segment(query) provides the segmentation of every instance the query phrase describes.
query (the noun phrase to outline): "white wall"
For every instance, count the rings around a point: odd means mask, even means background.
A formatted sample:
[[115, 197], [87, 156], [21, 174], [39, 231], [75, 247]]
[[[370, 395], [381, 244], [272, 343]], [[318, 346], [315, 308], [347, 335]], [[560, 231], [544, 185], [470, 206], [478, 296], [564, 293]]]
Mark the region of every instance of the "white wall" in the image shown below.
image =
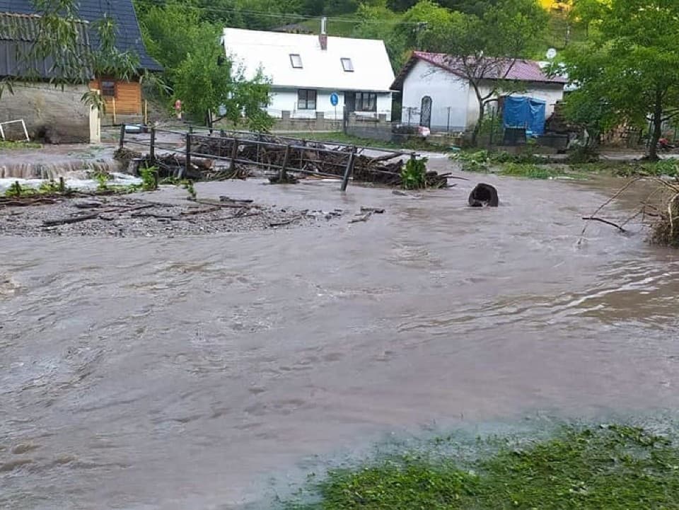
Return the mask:
[[411, 111], [410, 123], [419, 123], [422, 98], [431, 98], [433, 130], [463, 130], [467, 125], [468, 84], [454, 74], [429, 62], [419, 60], [403, 81], [401, 122], [408, 122], [407, 108]]
[[[490, 91], [488, 86], [481, 86], [482, 95]], [[525, 92], [514, 95], [528, 95], [544, 100], [547, 105], [545, 115], [554, 112], [557, 101], [564, 97], [563, 85], [559, 83], [534, 83]], [[403, 81], [401, 122], [412, 124], [419, 123], [422, 98], [431, 98], [431, 128], [433, 131], [451, 132], [470, 129], [479, 118], [479, 103], [474, 88], [466, 80], [443, 71], [429, 62], [419, 60]], [[491, 108], [497, 108], [492, 104]], [[450, 108], [450, 110], [448, 110]]]
[[[337, 108], [330, 103], [330, 95], [336, 92], [340, 96], [340, 102]], [[299, 110], [297, 108], [296, 89], [276, 89], [272, 92], [271, 104], [267, 111], [272, 117], [281, 117], [281, 112], [284, 110], [291, 112], [294, 119], [315, 119], [317, 112], [323, 112], [326, 119], [341, 120], [344, 105], [344, 94], [340, 91], [317, 90], [316, 109]], [[387, 115], [387, 120], [391, 117], [391, 93], [378, 93], [377, 112], [375, 115], [383, 113]], [[371, 115], [368, 112], [361, 112], [361, 115]], [[337, 115], [335, 117], [335, 115]]]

_WHAT YOU SHOULD DO_.
Rewrite the records above with every "white wall" changed to "painted wall" and nothing else altered. Omit the pictures.

_ANSWER TO THIS TASK_.
segment(query) provides the segmentation of every instance the query phrase describes.
query (the noun phrase to outline): "painted wall"
For every instance, count the rings around a point: odd means mask, even means background.
A formatted sample:
[[115, 197], [87, 156], [21, 174], [39, 231], [75, 247]]
[[[370, 395], [381, 244], [272, 343]], [[318, 346], [315, 308], [347, 335]], [[560, 231], [544, 185], [470, 206], [478, 296], [564, 293]]]
Mark the region of every instance of the "painted wall" in the image shown below.
image =
Return the mask:
[[411, 111], [410, 123], [419, 123], [422, 98], [431, 98], [433, 130], [463, 130], [467, 125], [468, 84], [454, 74], [429, 62], [419, 60], [403, 81], [401, 122], [408, 122], [407, 108]]
[[[490, 91], [488, 86], [481, 86], [482, 95]], [[525, 92], [514, 95], [528, 95], [544, 100], [547, 105], [545, 115], [554, 112], [557, 101], [564, 97], [563, 85], [559, 83], [534, 83]], [[403, 81], [401, 122], [412, 124], [419, 123], [422, 98], [431, 98], [431, 128], [433, 131], [451, 132], [470, 129], [479, 118], [479, 103], [474, 88], [466, 80], [443, 71], [429, 62], [419, 60]], [[491, 108], [497, 108], [492, 104]], [[450, 108], [450, 110], [448, 110]]]
[[[337, 108], [330, 103], [330, 95], [336, 92], [340, 96], [340, 102]], [[299, 110], [297, 108], [296, 89], [276, 89], [272, 92], [271, 104], [267, 111], [272, 117], [281, 117], [281, 112], [284, 110], [291, 112], [294, 119], [315, 119], [317, 112], [323, 112], [326, 119], [341, 120], [344, 105], [344, 94], [340, 91], [317, 90], [316, 109]], [[387, 115], [387, 120], [391, 117], [391, 93], [378, 93], [377, 112], [375, 115], [383, 113]], [[371, 115], [368, 112], [361, 112], [361, 115]], [[337, 115], [335, 117], [335, 115]]]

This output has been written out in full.